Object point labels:
..............................

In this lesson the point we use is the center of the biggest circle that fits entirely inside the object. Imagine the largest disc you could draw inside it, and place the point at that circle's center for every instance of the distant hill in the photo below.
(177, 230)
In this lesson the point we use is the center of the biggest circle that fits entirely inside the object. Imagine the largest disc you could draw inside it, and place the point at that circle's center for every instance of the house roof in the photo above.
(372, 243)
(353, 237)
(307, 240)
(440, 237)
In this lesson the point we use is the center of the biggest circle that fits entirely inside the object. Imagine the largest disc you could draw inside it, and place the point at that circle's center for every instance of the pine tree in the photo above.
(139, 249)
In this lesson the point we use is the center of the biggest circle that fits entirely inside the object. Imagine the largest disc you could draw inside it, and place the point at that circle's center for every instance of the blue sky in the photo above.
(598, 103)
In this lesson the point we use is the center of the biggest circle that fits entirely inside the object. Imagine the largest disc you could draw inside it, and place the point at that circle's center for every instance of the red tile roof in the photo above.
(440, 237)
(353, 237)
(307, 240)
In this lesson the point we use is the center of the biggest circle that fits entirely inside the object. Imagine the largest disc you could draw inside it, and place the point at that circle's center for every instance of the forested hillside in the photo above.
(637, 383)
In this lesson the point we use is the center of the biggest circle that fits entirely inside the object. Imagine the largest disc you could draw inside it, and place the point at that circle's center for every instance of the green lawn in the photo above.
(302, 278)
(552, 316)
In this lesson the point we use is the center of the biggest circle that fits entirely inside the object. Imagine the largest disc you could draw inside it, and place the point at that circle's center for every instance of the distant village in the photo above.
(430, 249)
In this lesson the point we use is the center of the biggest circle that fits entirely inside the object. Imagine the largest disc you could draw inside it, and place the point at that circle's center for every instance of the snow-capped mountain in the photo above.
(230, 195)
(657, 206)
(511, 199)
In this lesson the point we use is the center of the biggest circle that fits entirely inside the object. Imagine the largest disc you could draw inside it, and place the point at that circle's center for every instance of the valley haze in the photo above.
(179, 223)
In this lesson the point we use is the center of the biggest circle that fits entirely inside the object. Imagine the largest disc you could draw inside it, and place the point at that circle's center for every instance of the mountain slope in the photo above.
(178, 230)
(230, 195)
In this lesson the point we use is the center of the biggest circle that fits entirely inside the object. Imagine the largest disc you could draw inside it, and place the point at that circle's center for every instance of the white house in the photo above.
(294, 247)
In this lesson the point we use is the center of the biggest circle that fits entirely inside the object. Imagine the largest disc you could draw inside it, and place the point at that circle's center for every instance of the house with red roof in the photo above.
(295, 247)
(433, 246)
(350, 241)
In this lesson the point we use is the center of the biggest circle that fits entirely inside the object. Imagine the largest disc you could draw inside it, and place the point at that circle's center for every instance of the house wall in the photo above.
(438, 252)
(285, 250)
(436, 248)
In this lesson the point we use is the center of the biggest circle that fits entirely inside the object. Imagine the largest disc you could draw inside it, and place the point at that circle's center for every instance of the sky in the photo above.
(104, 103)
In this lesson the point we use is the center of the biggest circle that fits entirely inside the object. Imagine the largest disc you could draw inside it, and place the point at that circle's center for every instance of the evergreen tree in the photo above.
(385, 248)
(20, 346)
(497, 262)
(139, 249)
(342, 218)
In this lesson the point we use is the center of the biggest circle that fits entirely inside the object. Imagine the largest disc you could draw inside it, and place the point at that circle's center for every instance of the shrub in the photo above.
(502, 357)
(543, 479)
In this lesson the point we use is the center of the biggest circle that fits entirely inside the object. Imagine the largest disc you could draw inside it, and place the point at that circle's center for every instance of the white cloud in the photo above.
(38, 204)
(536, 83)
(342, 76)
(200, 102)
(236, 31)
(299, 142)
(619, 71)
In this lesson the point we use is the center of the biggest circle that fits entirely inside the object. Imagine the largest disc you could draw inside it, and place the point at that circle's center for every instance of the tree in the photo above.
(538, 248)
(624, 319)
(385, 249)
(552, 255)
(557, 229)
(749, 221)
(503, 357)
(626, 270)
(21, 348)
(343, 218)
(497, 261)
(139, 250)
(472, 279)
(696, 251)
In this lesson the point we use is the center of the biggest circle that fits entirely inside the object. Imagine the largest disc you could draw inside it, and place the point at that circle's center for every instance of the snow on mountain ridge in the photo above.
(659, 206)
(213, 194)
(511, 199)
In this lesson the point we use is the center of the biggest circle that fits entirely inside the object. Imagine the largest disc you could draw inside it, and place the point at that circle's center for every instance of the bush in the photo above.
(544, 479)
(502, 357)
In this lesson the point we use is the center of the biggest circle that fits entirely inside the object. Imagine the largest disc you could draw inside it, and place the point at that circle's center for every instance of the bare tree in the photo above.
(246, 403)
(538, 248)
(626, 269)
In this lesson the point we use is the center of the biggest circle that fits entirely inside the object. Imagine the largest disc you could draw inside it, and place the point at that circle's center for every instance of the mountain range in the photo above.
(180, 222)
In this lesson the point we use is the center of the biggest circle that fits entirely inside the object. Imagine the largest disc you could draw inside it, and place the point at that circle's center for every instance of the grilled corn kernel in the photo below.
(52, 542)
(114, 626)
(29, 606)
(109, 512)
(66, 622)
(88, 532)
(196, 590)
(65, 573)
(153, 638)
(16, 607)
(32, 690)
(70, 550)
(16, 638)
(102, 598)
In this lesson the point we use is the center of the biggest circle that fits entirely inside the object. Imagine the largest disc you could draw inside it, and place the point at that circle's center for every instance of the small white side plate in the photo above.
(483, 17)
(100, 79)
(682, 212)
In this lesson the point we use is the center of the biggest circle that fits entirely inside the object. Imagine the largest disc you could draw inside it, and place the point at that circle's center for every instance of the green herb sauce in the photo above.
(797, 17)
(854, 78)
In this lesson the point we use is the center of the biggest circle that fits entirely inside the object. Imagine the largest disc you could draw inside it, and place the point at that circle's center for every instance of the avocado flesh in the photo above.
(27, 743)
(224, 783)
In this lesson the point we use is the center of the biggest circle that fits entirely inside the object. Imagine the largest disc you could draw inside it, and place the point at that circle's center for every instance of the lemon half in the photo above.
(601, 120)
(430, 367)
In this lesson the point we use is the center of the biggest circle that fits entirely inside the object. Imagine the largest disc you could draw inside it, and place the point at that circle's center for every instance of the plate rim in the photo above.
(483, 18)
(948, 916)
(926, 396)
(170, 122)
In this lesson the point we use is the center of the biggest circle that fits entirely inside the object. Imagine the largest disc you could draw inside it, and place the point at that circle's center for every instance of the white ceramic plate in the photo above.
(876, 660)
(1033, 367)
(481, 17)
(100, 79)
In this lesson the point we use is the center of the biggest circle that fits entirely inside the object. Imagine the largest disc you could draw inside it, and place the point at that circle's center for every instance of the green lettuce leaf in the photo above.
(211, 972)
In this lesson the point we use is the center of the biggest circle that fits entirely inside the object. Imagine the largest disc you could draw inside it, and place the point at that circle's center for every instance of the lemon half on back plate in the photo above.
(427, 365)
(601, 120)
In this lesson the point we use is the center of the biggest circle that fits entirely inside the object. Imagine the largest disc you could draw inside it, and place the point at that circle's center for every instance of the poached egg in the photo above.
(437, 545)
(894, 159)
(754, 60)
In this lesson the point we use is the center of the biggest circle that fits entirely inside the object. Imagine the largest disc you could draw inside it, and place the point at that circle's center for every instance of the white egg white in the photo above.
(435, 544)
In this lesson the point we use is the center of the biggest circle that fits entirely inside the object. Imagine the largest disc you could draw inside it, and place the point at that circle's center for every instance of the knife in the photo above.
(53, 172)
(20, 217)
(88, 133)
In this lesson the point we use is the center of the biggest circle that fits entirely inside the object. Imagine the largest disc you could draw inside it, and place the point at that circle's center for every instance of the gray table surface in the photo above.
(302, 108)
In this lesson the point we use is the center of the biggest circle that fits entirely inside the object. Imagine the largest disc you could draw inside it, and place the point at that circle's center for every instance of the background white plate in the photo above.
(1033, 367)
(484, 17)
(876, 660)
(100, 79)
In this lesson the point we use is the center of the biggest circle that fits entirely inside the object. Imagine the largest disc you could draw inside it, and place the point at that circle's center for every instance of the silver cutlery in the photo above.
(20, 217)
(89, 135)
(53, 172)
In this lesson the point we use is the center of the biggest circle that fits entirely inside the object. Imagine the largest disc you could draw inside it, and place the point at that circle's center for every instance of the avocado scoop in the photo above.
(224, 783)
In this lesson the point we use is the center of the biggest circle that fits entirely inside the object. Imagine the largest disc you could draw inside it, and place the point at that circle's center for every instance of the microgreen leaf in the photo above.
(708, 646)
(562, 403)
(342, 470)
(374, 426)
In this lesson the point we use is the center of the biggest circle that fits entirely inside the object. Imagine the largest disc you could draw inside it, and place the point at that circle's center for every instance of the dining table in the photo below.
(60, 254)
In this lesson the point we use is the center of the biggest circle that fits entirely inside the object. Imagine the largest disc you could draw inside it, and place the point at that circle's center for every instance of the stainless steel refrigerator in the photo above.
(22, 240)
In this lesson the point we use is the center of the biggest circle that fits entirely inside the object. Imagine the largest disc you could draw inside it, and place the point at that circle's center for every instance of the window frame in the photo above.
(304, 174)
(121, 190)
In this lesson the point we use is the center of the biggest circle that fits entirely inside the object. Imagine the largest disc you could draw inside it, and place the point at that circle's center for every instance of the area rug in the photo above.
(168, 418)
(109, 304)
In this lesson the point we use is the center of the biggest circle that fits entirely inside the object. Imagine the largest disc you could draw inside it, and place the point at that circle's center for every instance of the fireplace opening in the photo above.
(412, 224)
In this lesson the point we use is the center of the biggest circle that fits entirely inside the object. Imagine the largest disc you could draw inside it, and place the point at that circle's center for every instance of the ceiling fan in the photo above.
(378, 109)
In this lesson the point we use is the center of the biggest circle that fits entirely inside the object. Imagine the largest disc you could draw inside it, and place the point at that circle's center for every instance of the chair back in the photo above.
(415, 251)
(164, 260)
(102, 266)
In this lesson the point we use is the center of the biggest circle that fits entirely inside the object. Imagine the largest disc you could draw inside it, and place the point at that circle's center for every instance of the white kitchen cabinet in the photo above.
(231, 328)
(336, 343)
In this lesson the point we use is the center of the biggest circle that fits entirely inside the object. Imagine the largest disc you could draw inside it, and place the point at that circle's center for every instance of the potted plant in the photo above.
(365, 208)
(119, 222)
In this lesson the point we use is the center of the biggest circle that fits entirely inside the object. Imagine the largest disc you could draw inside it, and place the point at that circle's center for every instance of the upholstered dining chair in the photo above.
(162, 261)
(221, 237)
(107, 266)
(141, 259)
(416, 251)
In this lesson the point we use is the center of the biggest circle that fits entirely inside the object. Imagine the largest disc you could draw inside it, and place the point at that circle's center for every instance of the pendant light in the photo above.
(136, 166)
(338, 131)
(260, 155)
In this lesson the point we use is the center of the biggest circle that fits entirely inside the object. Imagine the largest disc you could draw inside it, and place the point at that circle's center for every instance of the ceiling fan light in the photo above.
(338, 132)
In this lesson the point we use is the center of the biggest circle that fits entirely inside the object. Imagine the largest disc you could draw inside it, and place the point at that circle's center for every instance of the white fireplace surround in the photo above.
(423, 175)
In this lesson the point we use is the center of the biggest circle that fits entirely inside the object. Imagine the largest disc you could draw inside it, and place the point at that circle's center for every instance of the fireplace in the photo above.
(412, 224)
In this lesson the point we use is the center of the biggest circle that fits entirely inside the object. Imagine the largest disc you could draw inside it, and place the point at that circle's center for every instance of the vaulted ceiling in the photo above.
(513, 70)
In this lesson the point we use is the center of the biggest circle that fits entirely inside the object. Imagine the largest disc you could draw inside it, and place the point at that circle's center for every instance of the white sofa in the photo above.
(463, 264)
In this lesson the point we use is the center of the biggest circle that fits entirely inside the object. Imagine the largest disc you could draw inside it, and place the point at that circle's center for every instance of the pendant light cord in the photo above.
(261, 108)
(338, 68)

..............................

> [SET TASK]:
Look above for the line containing "fireplace in the photo above.", then transcribe it and all lines after it through the last, exactly and with nothing else.

> [WRITTEN RESPONSE]:
In this lesson the point we use is the center of the biggest circle that fits entirely inside the object. Imagine the largest disc you could draw inside it, and place the point at that circle's center for every instance of the fireplace in the photo above.
(412, 224)
In this lesson the point we use is the center of the biggest circle that fits entirely inside the object. Imagine the largest disc you could draw inside it, and place the point at that circle's center for every instance of the vaulted ceiling in the photo above.
(513, 70)
In this lesson the point we use is the center of the biggest circle that fits entirely inside the object. Imagine the largest disc you could draw inside it, and place the point at that circle's center for every instance of the white sofa in the photo above.
(463, 264)
In this lesson the point we use is the center of the biggest circle that fits entirely inside the object. Imagine the largest disc you could draw inside it, and place the point at that circle's center for every instance of the pendant light cord in the photo above.
(261, 108)
(338, 68)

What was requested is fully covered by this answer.